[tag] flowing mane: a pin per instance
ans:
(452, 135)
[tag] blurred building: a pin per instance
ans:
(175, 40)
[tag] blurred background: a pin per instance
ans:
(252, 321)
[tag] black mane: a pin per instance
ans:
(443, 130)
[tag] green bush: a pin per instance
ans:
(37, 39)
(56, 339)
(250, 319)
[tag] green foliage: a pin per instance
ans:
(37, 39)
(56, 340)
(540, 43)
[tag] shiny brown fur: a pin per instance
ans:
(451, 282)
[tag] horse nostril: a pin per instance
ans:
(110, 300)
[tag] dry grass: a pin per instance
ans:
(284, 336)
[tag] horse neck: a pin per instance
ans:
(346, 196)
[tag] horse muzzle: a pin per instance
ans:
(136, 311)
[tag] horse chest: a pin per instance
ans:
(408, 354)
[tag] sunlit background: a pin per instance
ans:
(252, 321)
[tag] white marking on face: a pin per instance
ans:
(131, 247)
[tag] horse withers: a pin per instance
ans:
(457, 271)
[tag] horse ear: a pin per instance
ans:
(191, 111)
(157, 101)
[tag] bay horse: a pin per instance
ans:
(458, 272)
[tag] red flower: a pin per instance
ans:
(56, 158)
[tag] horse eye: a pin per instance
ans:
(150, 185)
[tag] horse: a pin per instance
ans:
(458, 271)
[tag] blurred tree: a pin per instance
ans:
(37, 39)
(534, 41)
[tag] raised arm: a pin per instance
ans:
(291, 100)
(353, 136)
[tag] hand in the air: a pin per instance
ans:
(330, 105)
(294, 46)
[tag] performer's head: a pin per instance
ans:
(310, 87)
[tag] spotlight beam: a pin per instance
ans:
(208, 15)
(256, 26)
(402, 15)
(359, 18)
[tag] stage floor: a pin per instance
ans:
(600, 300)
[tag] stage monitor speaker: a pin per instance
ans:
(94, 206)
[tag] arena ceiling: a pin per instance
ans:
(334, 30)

About this exercise → From the records above, return each line where "green" occurs.

Solution to this task →
[tag] green bush: a pin per instance
[tag] green foliage: a pin per instance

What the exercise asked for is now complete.